Text excerpt ▸
= Beginning of Section =

# I can NOT tell my rats apart!



## CCMom (Jun 2, 2012)

I have 2 black hooded boys and I can not tell them apart. When we first brought them home, one was a little chubby and not feeling good...so that was easy. But now he is well and he looks like his brother. I only know it's him because he has a bite that is healing on his neck (from previous cage mate). But once that heals I'm screwed!  their markings are SO similar I can't find differences. Even on their tails it's hard to tell the markings apart. Help! My husband suggested marking the tip of a patch of fir with a little Sharpie, but that seems weird to me.


----------



## Rat lover (Dec 28, 2011)

Are their personalities different? My friend has two pews and you can't tell them apart but she always says she can tell because the one always is by her and the other loves to run around far away


----------



## Maltey (Jun 26, 2011)

I have purple rats thanks to Sharpie 
It really does help. I can tell the difference if I stare at them for ages and they're side by side but given the nature of rats that rarely happens! Sharpie can really help!


----------



## Flashygrrl (Feb 8, 2012)

I don't know if I'd be comfortable using Sharpie on a rat, especially with how much they groom each other. You ought to post a pic of the pair and see if we can come up with some differences!


----------



## LightningWolf (Jun 8, 2012)

If you don't want to use Sharpie, you can use baby food,hair coloring or food coloring. One of my rats would always get carrot baby food on his head and it typically stayed there for about a month or so, just make sure if you use baby food to make sure that they get some to eat and apply it when they are eating, if not they'll keep grooming each other and it won't work. You can also cut off a patch of fur, which takes longer to grow back.


----------



## petratts (Feb 14, 2012)

i have this problem too. my rat know their names, and can tell by how they act who is who. i would like to have some easier way to tell them apart but would not risk using any kind of marking technique that may make them uncomfortable or sick. and don't use hair color on any pet. hair color is way to hash on the skin and people don't groom them self by licking their heads. if you used hair color you would run a very significant risk of your rat eating it before or after it is rinsed. 
often i think about outfitting my rats with little hats and fake mustaches to tell them apart. however i dont think they like that idea, as you my expect. aslo the rat them selves have no problem telling each other apart.


----------



## HelloClarice (Feb 1, 2012)

I would agree w/petratts don't use hair color way to harsh, too many chemicals and if it gets in your eye you can potentially become blind, plus it can burn as well if they have a scratches. I really suggest food coloring as it's non-toxic maybe blue or green [I stay away from red =P ]


----------



## cagedbirdsinging (May 28, 2012)

I personally use a cream that is a vegan, vegetable-based, non-toxic, non-noxious, and 100% safe, color-your-infant-if-you-want hair dye.

You can find it at any Sally's in jars of all different colors. A little dot wherever you want on the rat would do just fine.


----------



## Maltey (Jun 26, 2011)

Sharpie is non-toxic and my girls are dark RBs so food colouring doesn't show up on them, which is why I use it. But food colouring or vegetable dye is a good alternative too.


----------

= End of Section =

Data excerpts ▸
= Beginning of Section =

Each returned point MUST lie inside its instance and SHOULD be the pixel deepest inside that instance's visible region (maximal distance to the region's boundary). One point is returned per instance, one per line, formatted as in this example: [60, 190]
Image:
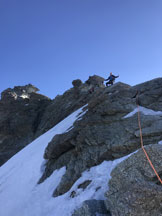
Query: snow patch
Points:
[20, 194]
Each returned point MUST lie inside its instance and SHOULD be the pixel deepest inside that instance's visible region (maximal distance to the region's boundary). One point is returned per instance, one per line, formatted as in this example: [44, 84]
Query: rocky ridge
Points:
[104, 131]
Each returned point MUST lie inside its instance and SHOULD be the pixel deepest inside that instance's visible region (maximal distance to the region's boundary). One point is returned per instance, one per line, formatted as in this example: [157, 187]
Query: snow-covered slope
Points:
[20, 195]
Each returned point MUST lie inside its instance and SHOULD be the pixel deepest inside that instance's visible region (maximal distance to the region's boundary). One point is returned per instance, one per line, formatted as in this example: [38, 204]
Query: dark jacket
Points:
[111, 78]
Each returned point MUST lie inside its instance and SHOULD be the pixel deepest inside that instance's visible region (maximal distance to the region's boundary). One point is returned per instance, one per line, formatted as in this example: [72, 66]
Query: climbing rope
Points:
[142, 146]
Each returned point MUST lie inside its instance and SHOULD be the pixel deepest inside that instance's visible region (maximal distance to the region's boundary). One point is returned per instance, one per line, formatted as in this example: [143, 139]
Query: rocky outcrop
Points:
[20, 111]
[25, 114]
[134, 188]
[91, 208]
[71, 100]
[103, 133]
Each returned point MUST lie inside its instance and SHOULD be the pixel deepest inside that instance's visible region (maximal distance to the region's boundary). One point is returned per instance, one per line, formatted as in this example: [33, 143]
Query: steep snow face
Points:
[20, 194]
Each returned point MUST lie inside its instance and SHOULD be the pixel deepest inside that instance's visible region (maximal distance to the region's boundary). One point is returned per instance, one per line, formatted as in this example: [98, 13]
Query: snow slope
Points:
[20, 195]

= End of Section =

In the forum thread about telling rats apart, copy the stretch from "I don't know" through "to grow back." word for word.

I don't know if I'd be comfortable using Sharpie on a rat, especially with how much they groom each other. You ought to post a pic of the pair and see if we can come up with some differences!


----------



## LightningWolf (Jun 8, 2012)

If you don't want to use Sharpie, you can use baby food,hair coloring or food coloring. One of my rats would always get carrot baby food on his head and it typically stayed there for about a month or so, just make sure if you use baby food to make sure that they get some to eat and apply it when they are eating, if not they'll keep grooming each other and it won't work. You can also cut off a patch of fur, which takes longer to grow back.